### Direction
Reproduce verbatim the lines starting at the one containing "Could you point out the front door in" and ending at the one containing "column 20, row 288", both included.

### Stored rows
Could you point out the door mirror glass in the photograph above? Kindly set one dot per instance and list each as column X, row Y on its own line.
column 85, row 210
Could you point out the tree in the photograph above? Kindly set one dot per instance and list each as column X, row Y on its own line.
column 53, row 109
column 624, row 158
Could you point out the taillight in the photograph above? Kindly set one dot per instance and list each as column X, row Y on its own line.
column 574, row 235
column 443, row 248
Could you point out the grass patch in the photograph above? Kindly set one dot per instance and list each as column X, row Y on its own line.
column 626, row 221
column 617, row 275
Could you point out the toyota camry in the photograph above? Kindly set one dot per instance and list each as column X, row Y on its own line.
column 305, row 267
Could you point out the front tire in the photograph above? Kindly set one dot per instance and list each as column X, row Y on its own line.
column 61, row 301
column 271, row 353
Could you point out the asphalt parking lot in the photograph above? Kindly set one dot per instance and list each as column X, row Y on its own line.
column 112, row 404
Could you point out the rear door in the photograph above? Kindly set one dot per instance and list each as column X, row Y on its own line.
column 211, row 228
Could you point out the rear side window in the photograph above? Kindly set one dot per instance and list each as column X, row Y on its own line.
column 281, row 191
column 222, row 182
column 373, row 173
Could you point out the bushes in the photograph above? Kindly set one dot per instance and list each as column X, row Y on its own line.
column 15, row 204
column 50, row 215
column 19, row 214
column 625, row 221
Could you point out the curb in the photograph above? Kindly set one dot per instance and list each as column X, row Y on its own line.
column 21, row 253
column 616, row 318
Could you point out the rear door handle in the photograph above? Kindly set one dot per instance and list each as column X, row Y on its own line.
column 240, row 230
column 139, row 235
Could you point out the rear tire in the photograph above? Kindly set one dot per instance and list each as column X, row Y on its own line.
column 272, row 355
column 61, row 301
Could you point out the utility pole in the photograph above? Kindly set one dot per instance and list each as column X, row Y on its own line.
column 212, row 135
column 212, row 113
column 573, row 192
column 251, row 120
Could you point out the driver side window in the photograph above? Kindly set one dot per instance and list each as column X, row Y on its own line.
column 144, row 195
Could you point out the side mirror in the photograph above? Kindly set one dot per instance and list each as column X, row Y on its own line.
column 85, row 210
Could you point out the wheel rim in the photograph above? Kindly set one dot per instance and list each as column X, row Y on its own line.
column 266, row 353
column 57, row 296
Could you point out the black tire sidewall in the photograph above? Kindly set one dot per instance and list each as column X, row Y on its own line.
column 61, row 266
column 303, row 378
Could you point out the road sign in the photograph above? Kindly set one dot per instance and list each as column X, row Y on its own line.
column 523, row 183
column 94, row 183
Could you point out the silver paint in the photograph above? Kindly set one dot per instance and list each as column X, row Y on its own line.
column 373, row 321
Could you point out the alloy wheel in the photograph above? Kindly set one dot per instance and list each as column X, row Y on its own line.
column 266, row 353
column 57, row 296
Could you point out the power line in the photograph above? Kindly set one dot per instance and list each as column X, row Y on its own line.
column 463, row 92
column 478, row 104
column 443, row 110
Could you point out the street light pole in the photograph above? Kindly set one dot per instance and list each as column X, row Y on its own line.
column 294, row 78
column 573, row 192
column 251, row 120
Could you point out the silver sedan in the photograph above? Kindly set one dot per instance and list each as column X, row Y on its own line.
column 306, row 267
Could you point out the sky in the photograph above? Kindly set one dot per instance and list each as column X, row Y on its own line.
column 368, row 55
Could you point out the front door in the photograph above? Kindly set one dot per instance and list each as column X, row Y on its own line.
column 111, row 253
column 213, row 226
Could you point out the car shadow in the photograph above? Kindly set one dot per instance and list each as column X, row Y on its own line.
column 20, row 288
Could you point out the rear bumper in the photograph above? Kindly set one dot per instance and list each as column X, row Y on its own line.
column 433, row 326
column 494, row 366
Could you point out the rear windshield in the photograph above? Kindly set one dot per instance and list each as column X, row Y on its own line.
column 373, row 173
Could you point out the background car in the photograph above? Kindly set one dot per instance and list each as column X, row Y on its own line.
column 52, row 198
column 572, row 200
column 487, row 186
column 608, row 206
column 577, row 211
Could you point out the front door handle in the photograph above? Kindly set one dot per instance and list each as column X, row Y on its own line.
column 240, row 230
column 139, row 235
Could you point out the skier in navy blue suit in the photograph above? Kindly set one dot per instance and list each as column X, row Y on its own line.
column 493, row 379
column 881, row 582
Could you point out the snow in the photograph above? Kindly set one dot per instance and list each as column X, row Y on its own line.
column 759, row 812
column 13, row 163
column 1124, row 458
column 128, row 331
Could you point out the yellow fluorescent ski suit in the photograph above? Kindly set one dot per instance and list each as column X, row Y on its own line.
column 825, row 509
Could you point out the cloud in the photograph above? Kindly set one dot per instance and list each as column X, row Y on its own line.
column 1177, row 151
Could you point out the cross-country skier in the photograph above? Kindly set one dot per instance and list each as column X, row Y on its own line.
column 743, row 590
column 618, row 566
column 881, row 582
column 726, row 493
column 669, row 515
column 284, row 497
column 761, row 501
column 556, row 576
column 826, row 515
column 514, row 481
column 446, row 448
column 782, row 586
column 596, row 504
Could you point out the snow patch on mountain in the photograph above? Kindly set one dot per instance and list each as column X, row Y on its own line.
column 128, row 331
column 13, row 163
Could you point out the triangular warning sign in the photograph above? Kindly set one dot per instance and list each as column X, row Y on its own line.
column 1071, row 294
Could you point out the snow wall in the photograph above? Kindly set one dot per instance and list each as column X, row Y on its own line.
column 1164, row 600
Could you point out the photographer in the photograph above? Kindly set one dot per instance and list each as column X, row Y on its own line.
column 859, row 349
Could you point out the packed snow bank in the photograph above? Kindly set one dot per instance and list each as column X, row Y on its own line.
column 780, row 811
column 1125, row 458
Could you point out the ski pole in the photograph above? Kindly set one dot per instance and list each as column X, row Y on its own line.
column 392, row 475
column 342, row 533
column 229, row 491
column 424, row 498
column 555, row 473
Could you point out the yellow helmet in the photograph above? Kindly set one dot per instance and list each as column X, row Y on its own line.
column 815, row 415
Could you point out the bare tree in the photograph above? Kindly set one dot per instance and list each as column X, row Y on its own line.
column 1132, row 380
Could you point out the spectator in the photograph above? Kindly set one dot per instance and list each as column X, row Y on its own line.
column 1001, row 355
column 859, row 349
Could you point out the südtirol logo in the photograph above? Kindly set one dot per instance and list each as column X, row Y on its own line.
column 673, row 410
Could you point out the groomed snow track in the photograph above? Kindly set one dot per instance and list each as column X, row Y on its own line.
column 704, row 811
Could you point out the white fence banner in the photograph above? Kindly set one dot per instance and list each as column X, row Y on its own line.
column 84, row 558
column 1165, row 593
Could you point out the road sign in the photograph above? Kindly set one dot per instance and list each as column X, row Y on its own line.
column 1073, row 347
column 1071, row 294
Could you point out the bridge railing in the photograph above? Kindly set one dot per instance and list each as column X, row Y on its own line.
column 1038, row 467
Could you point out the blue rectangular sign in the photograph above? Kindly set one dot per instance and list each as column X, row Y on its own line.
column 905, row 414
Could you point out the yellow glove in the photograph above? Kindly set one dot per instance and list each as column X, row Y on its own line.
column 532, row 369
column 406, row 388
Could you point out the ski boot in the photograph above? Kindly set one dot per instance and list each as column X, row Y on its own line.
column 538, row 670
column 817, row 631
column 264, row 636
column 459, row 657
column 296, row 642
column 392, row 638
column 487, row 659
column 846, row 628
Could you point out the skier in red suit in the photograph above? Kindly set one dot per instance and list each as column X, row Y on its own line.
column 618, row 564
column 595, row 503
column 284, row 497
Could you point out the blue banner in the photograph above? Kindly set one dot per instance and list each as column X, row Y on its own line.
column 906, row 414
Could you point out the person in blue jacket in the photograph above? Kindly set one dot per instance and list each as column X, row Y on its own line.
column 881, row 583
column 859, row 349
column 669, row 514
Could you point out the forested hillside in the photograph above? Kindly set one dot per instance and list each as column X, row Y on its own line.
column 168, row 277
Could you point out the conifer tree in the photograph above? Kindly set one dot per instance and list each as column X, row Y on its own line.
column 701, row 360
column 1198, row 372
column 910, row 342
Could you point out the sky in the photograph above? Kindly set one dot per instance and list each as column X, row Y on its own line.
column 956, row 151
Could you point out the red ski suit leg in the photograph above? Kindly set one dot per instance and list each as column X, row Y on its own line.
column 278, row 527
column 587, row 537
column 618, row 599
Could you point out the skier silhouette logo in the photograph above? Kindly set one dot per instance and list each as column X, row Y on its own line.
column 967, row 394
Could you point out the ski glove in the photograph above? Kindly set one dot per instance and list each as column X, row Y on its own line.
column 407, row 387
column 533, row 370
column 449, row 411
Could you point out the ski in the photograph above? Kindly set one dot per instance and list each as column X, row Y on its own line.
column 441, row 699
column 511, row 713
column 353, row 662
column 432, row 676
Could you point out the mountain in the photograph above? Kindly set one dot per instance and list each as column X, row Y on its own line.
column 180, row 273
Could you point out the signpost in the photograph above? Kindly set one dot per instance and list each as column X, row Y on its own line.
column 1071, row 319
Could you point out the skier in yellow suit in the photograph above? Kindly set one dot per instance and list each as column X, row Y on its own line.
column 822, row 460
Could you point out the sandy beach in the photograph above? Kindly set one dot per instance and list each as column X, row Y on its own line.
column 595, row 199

### Result
Could you point out the front door in the photograph above? Kindly set one dot per instance and list each as column X, row Y on its own line.
column 111, row 253
column 213, row 226
Could you point out the car shadow in the photograph above? Kindly set one dot per instance and list each as column X, row Y on its own line.
column 20, row 288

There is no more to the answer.